What the exercise asks: Reproduce the listing below word for word, from the first line to the last.

[Excerpts of location labeling data]
* * *
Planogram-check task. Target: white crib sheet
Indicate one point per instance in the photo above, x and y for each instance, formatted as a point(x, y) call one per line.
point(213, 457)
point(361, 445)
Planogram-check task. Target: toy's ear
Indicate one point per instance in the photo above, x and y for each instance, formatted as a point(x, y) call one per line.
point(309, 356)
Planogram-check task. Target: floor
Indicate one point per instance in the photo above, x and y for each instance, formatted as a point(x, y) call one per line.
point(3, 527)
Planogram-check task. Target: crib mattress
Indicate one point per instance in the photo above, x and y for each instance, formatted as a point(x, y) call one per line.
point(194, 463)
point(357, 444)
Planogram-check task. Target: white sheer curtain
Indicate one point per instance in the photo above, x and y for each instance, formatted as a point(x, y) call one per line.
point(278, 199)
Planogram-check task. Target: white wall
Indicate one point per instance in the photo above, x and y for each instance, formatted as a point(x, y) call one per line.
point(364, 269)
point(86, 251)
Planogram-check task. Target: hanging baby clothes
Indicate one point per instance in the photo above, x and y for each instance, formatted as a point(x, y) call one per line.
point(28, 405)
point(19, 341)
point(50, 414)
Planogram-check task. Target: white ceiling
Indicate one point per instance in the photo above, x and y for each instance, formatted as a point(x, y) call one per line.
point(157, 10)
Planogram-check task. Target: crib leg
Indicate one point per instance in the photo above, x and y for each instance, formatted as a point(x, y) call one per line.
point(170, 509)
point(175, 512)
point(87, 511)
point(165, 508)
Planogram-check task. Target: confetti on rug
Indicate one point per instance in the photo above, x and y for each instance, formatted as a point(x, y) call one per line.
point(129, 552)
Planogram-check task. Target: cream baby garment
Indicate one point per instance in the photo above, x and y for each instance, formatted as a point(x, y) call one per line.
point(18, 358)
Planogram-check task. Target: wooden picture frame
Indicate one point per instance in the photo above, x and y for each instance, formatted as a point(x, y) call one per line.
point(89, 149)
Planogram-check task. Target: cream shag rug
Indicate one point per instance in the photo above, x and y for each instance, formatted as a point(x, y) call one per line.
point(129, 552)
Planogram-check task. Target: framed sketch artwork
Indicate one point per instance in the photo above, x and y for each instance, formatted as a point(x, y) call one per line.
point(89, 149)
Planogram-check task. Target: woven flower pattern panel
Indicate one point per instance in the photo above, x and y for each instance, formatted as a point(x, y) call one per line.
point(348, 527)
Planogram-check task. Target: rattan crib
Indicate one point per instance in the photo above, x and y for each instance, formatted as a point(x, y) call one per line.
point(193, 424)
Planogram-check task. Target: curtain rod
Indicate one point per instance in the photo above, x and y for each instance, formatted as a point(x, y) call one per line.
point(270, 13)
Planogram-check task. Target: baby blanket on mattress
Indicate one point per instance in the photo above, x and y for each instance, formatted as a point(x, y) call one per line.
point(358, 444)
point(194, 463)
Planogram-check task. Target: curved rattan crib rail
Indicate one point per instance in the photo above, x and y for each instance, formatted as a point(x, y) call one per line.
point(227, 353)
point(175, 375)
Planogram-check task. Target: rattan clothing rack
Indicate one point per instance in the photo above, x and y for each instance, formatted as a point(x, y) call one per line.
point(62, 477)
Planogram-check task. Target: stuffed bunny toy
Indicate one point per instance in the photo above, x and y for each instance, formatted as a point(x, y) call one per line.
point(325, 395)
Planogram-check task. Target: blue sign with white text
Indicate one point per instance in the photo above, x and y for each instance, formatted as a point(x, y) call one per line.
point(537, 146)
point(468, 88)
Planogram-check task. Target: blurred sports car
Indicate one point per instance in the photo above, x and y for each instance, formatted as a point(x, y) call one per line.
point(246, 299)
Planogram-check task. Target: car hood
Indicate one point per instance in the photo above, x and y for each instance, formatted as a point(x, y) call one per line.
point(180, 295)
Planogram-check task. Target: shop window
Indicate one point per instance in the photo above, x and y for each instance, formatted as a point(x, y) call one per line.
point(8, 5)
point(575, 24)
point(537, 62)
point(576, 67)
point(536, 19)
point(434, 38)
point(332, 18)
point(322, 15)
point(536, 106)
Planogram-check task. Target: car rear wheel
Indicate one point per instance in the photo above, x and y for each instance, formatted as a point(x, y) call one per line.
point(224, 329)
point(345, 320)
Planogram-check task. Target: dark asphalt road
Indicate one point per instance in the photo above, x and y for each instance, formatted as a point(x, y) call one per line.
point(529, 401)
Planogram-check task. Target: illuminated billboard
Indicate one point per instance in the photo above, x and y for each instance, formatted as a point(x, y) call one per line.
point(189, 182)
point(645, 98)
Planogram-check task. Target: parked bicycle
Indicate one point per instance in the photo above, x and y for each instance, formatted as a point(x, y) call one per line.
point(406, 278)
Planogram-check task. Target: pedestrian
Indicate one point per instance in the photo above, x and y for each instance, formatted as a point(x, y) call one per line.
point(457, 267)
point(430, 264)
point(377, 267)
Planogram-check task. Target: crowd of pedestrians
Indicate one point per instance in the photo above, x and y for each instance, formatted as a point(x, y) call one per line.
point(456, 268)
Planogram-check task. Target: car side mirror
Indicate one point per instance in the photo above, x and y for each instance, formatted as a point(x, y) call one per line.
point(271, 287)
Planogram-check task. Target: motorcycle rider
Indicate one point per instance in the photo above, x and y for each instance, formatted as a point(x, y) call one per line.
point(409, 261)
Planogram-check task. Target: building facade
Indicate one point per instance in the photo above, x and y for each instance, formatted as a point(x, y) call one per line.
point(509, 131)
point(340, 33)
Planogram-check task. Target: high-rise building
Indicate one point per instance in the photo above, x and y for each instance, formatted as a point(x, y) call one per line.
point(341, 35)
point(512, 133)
* * *
Right answer:
Planogram-check task. Target: white crib sheet
Indicate one point per instance in the photo above, x and y for each instance, formatted as a point(x, y) call one per line.
point(213, 457)
point(361, 445)
Planogram-check task. Target: toy's ear
Indicate one point per instance in the photo above, x and y for each instance, formatted as a point(x, y) call one per line.
point(309, 356)
Planogram-check task. Target: floor
Indicate one point per instance in the photo above, x and y for each instance, formatted as a point(x, y) call one per line.
point(3, 527)
Planogram-check task. Target: crib mattress
Indicate one point per instance in the photo above, x and y for each instance, formatted as a point(x, y) call one per line.
point(194, 463)
point(357, 444)
Planogram-check task. Target: white sheer curtain
Indicate one point per instance in the photo above, x and y for each instance, formatted as a point(x, y) call one per line.
point(278, 199)
Planogram-check task. Target: white wall
Indicate one point per instance in the photo above, x and y for each instance, formatted as a point(x, y) call one per line.
point(364, 269)
point(86, 251)
Planogram-check task. Target: hanging baby clothes
Indicate one point per instance in the photo above, x and y for each instance, formatted as a point(x, y) call one per line.
point(28, 405)
point(19, 341)
point(50, 414)
Planogram-check task. Target: white ceiling
Indicate one point per instance in the photo above, x and y for each instance, formatted as a point(x, y) call one per line.
point(157, 10)
Planogram-check task. Target: crib leg
Indicate one point per instance in the photo above, x and y for each instance, formatted as a point(x, y) call one per line.
point(170, 509)
point(175, 512)
point(87, 511)
point(165, 508)
Planogram-check task. Target: confetti on rug
Indicate one point per instance in the photo above, x and y for each instance, formatted as a point(x, y) call one per line.
point(129, 552)
Planogram-check task. Target: cream baby garment
Indicate one point per instance in the photo above, x and y for each instance, formatted as a point(x, y) call one per line.
point(18, 358)
Planogram-check task. Target: wooden picture frame
Indicate one point per instance in the photo above, x and y for each instance, formatted as a point(x, y) call one per line.
point(89, 149)
Planogram-check task. Target: cream shag rug
Indicate one point per instance in the photo above, x and y for each instance, formatted as a point(x, y) call one per line.
point(129, 552)
Planogram-check task. Target: framed sketch artwork
Indicate one point per instance in the photo above, x and y for each instance, formatted as a point(x, y) call one per line.
point(89, 149)
Planogram-check task. Target: woven flower pattern panel
Indicate one point per instance in the photo above, x and y for each instance, formatted as a point(x, y) call one per line.
point(348, 527)
Planogram-check task. Target: rattan crib
Indicate one point per instance in the photo above, x and y for each instance, formatted as a point(x, y) call one per line.
point(193, 424)
Planogram-check task. Target: curtain rod
Indicate one point per instance in the photo above, x and y for each instance, formatted as a point(x, y) call one per line.
point(270, 13)
Planogram-check task. Target: baby blanket on mattress
Indicate one point per instance in the photo above, x and y for each instance, formatted as a point(x, y) call one per line.
point(358, 444)
point(194, 463)
Planogram-check task. Target: curved rattan crib rail
Indicate one point per instance in the photo above, x and y for each instance, formatted as a point(x, y) call one per line.
point(227, 353)
point(175, 375)
Planogram-check task. Target: rattan clothing rack
Indicate one point per instance in the photo above, x and y for each instance, formatted as a point(x, y) call one per line.
point(62, 477)
Planogram-check task. Target: stuffed bunny toy
Indicate one point per instance in the photo above, x and y for each instance, formatted as a point(x, y) call one per line.
point(325, 395)
Planogram-check task. Target: blue sign with white text
Indicate one point per instance in the photo above, x and y for each instance, formatted as a point(x, y) call one per line.
point(537, 146)
point(468, 88)
Planogram-check task. Target: blurred sports car
Indicate one point per instance in the photo above, x and y for each instance, formatted as a point(x, y) call one per line.
point(246, 299)
Planogram-check task. Target: car hood
Indicate one point per instance in the photo above, x and y for each instance, formatted as a point(x, y) call one per line.
point(180, 295)
Planogram-check task. Target: shop window
Indicate one point per instance in the photo above, x and y for each instance, formatted as a point(x, y) call one per line.
point(8, 5)
point(575, 24)
point(537, 62)
point(576, 67)
point(536, 19)
point(434, 38)
point(332, 18)
point(322, 15)
point(536, 106)
Planogram-check task. Target: car rear wheel
Indicate one point per instance in the photo above, x and y for each instance, formatted as a point(x, y) call one per line.
point(224, 329)
point(345, 320)
Planogram-check task. Target: dark asphalt road
Indicate one point per instance in the photo above, x and y for each instance, formatted as a point(x, y) call one per line.
point(529, 401)
Planogram-check task. Target: illuminated billboard
Indicate one point per instance in the photo above, x and y for each instance, formatted as a point(x, y) call one per line.
point(189, 182)
point(645, 98)
Planogram-check task. Target: parked bicycle
Indicate one point per instance in the photo above, x and y for each instance, formatted as a point(x, y) call one per line.
point(406, 278)
Planogram-check task. Target: pedestrian
Indicate one point per instance in the photo above, x and y for each instance, formatted as a point(x, y) call one per line.
point(457, 267)
point(430, 264)
point(377, 267)
Planogram-check task. Target: crowd of pedestrians
Indicate one point per instance in the photo above, x and y for each instance, formatted as a point(x, y) call one per line.
point(456, 268)
Planogram-check task. Target: car side mirror
Indicate one point per instance in the photo above, x and y for each instance, formatted as a point(x, y) call one per line.
point(271, 287)
Planogram-check task. Target: motorcycle rider
Indicate one point per instance in the photo above, x and y for each instance, formatted as a point(x, y) call one per line.
point(409, 261)
Planogram-check task. Target: building facade
Indicate one point per instance in the photo above, x and y for each instance, formatted as a point(x, y) call one per line.
point(509, 131)
point(340, 33)
Planogram-check task. Target: high-rise building
Indicate one point per instance in the photo above, x and y for each instance, formatted as a point(x, y) call one per line.
point(341, 35)
point(512, 133)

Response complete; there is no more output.